TASK REQUIREMENTS:
(a) Answer these questions using the text on digital technologies in animation:
(i) On whose manga was My Neighbours the Yamada based?
(ii) Who made Chico and Rita together with Fernando Trueba?
(iii) In which two aspects do the advantages of digital technologies directly affect the animation process?
(b) Tally the lines of the entries that contain the string "implementation", treating case as significant, and give only the number.

DOCUMENT TEXT:
((

Nowadays, digital processes have become central in the development of animation. For us, it is highly significant that a special kind of animation that can be considered as artistic presides over this evolution. The need to achieve believable “hand-made” rendering effects has propelled the adoption of new technologies at traditional animation studios such as Studio Ghibli when they produced Isao Takahata’s My Neighbours the Yamada (1999), based on a manga by Hisaichi Ishii. Studio Ghibli wanted to replicate as accurately as possible the watercolours of the original stories. Achieving their goal of a realistically reproduced hand-made aesthetic facilitated a technological evolution at the studio, affecting all production stages in their following films and replacing traditional animation and cut-outs with 3D animation and 2D silhouettes. Further, Studio Ghibli’s achievements inspired other studios and filmmakers worldwide. The recent Spanish feature Chico and Rita (2010), by Oscar® award-winning filmmaker Fernando Trueba and graphic designer Javier Mariscal, is exemplary of the reasons animation is now a medium that has become more attractive for artists coming from other disciplines. In Chico and Rita, the main challenge was to keep the free style developed by Mariscal, in terms of the design of the characters and the intuitive and gestural strokes of painting used in the backgrounds, and adapt it to animation, using a rotoscope for the camera movements and the acting of main characters.

Nevertheless, though technical evolution casts a direct influence of the conception of “applied” or commercial work — such as cinema or videogames — in the case of artistic and independent animation these changes operate at a more practical level. In our interview with Michael Dudok the Wit (2010), he contends that “the [technological] evolution has clearly been affected on a superficial level by computers, but I’m not sure if it has been affected on a deeper level.”[vii] According to Dudok the Wit, digital technologies have revitalized animation production, resulting in crucial changes in artistic animation, most notably concerning the division of labour.  Digital technologies make it easier for singular individuals or a small animation team to produce quality films, artists are more present in each stage of the production process, which allows them to preserve their personal style. Animation artists have adapted themselves to the new production systems, without great difficulties, because, as filmmaker Isabel Herguera (2010) asserts, “eventually it is not the means you use, but what you have to tell.”[viii] Herguera’s sentiments are also reflected by other filmmakers, as we will outline in our next section.

3.  The Artists Talk to Us: The Evolution of Artistic Animation in the Last Ten Years

This section examines the major changes in the animation production process that the increasing implementation of digital technologies has favorably caused. These conclusions have been collected from the testimony of directors in the field of artistic animation who kindly responded to our survey. These filmmakers are from different countries and age brackets, who nevertheless share the belief that animation production does not depend on the medium, but rather on what they wish to communicate. For these artists, the fundamental purpose of animation is to create the illusion of movement and personality in action, and as such, transcend the use of technologies, either digital or traditional. The advantage of digital technologies, however, directly impacts the process of animation in two aspects: production systems and aesthetic factors.

))

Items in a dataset
((

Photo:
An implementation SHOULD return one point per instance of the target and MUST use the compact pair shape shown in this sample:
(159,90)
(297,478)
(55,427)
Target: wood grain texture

))

TASK RESULTS:
(a)
(i) Hisaichi Ishii
(ii) Graphic designer Javier Mariscal
(iii) Production systems and aesthetic factors

(b) 1